— Text for analysis —
-- Opening Marker --

Journaling or keeping a Diary
Do you journal? This is a link to 100 reasons its healthy to journal.http://www.appleseeds.org/100_journaling.htm
Emotional eating is definitely a problem for me. Not past tense. It is. Some people think that because I have lost weight I am cured of whatever problem got me morbidly obese in the first place. I am not cured. I have learned tricks to work around my weaknesses. One huge trick has been journaling. I don't only track food but also moods and exercise and whatever else is on my mind. One of my diaries is my healthy club. In a way. I share a lot of personal information and every time I am hesitant to post something that I may think is TOO personal, I immediately get my inbox full of comments from people who relate or was glad I shared because they were wondering the same info for their own situations.
Growing up we were pretty poor. Well for Canadians. In my recent trip to Cuba I learned I have never really been poor. But lets just say I didn't have the brand name clothes, shoes, $, or a nice school lunch. I used food for comfort. That habit isn't healthy. Its a comfort that I started using at a early age.
My biological father was a deadbeat. It was probably for the best as he has serious drug and alcohol issues. I met him on my 14th birthday for the first time and he was a real let down. He promised me the world but never followed through on anything. ANYTHING. I heard from him very sporadically. The last time I talked with him I was playing with toddler aged Amber (my daughter who is now a teen) and I was pregnant with my son, Josh, who will be 11 next month. He told me he would call me tomorrow. He never did.
Of my struggles this is the one that has taken the most effort from myself to get over. I used to wonder what is wrong with me? I know now that I am awesome. I actually feel really bad for him. He missed out on an AWESOME daughter and beautiful grandchildren.

-- Closing Marker --

— Exercises —
**a.** Write out, word for word, the passage of the journaling post between "My biological father" and "He never did.", inclusive.
**b.** Extend the journaling post by writing what comes after its final sentence.
The listing that comes next is not required.

— Data extracts —
-- Opening Marker --

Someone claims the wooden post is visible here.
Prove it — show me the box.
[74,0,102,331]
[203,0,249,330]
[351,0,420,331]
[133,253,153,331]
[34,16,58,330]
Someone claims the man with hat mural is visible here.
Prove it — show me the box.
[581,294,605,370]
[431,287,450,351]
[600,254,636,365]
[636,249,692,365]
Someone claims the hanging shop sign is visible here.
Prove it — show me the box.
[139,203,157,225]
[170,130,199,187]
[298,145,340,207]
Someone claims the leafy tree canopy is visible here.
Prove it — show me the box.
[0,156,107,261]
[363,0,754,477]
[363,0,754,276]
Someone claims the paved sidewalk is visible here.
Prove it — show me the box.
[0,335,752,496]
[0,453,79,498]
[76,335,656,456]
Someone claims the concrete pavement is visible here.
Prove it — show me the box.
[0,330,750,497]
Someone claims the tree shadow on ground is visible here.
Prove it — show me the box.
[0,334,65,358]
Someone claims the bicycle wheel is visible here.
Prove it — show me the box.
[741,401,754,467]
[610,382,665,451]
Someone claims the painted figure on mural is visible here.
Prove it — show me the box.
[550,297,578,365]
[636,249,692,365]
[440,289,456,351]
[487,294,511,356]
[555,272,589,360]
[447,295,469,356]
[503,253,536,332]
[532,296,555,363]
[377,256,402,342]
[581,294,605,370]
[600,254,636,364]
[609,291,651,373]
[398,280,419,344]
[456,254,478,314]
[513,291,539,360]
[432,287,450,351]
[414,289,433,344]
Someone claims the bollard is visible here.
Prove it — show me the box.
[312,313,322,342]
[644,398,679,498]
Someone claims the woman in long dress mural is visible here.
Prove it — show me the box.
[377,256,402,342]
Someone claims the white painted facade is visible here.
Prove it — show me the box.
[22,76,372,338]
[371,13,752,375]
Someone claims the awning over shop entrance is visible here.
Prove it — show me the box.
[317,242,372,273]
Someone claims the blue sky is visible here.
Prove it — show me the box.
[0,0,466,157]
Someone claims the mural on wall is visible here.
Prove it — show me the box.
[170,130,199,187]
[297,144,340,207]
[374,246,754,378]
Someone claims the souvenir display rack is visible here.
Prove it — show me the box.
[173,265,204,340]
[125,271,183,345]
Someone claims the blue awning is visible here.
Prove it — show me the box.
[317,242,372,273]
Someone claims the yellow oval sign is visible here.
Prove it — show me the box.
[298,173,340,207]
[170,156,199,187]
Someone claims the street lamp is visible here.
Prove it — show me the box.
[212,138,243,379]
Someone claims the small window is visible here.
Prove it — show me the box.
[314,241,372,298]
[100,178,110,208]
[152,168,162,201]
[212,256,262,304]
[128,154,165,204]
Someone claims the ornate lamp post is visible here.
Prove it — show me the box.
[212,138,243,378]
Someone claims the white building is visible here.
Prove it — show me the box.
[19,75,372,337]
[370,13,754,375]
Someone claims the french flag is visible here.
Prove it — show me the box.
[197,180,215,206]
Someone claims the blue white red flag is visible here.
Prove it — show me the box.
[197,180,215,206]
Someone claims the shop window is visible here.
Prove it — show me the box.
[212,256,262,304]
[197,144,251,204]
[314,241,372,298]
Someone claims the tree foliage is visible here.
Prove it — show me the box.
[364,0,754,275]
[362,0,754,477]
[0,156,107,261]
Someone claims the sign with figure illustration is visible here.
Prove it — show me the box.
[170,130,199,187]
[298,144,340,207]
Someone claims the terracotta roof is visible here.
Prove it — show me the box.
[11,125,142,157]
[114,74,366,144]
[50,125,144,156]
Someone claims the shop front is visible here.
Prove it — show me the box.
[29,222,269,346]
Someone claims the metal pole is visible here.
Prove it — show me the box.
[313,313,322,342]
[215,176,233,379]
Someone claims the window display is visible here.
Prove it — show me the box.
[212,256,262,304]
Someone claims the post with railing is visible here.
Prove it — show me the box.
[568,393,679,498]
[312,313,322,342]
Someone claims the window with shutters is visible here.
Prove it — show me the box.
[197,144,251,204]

-- Closing Marker --

— Solved tasks —
**a.**
My biological father was a deadbeat. It was probably for the best as he has serious drug and alcohol issues. I met him on my 14th birthday for the first time and he was a real let down. He promised me the world but never followed through on anything. ANYTHING. I heard from him very sporadically. The last time I talked with him I was playing with toddler aged Amber (my daughter who is now a teen) and I was pregnant with my son, Josh, who will be 11 next month. He told me he would call me tomorrow. He never did.

**b.**
My point is everyone has something they are going through. I used to handle stress by eating. copious amounts. I have learned that the answers to life's problems are never at the bottom of an Oreos bag. Ever.
I started journaling when I was at the beginning of my health journey. It has helped me immensely. I am able to reread my starting point and see how I have grown. I can likewise read recent pages and see areas I am still working on. Ex. I can still be pretty obsessive compulsive with my parenting. Meaning I give myself a daily review in which I am usually falling short in some area. I have a fear of messing with my kids emotionally, the way my father did with me. Even though that's irrational because I am a very present mother. Those are still thoughts and feelings that journaling helps with. Its a win when you can use a diary instead of food (or drugs or alcohol if that's your struggle).
Part of my job is reading others journals. A lot of people are keeping strictly food journals but a lot keep track of their emotions also. It helps, especially for the emotional eater. The pen and paper take a beating instead of the stomach. You would be very comforted to know that your crazy emotions are pretty darn normal. We all have our crap. Its okay. Put down the bag of chips and pick up a pen and paper!